▶ _What you have to do_
Within the entries that follow, show each line where the word "query" occurs.

▶ _Data provided_
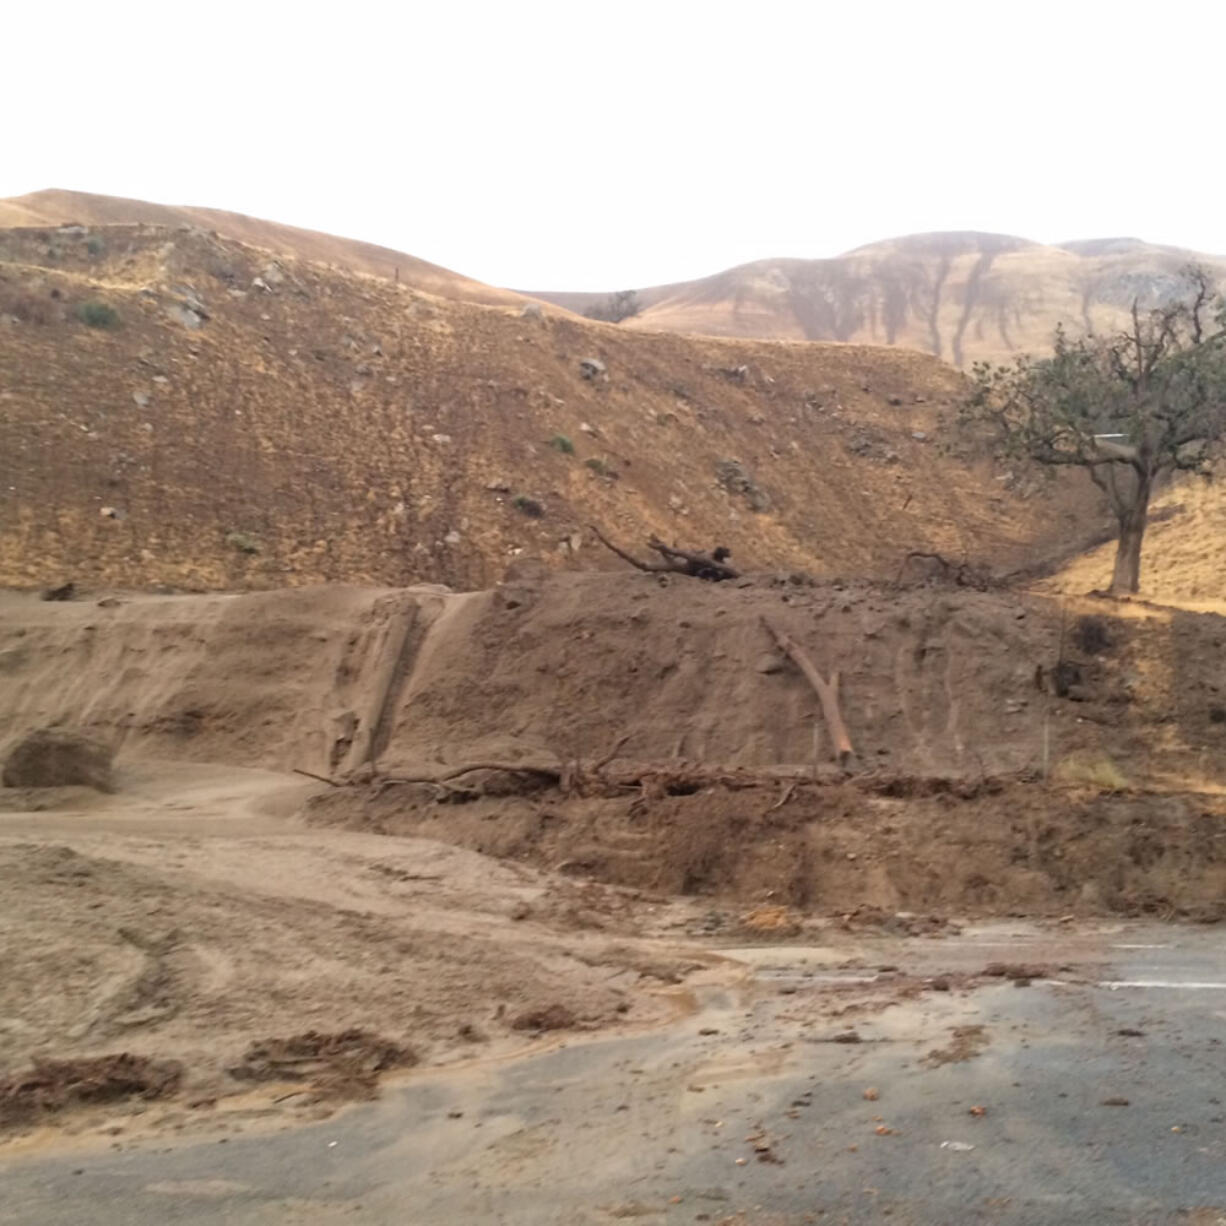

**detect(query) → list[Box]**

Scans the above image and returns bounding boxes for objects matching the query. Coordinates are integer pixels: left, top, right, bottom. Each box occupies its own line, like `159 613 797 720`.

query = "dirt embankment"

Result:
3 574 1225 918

▶ _Written answer_
**detect(query) → list[Box]**
Scans the above image and returns bounding boxes for objects matching the query. Coordinates are integer pixels: left, top, right, bottom. Each box occupies its own line, like `159 613 797 720`.
query = "dirt embankment"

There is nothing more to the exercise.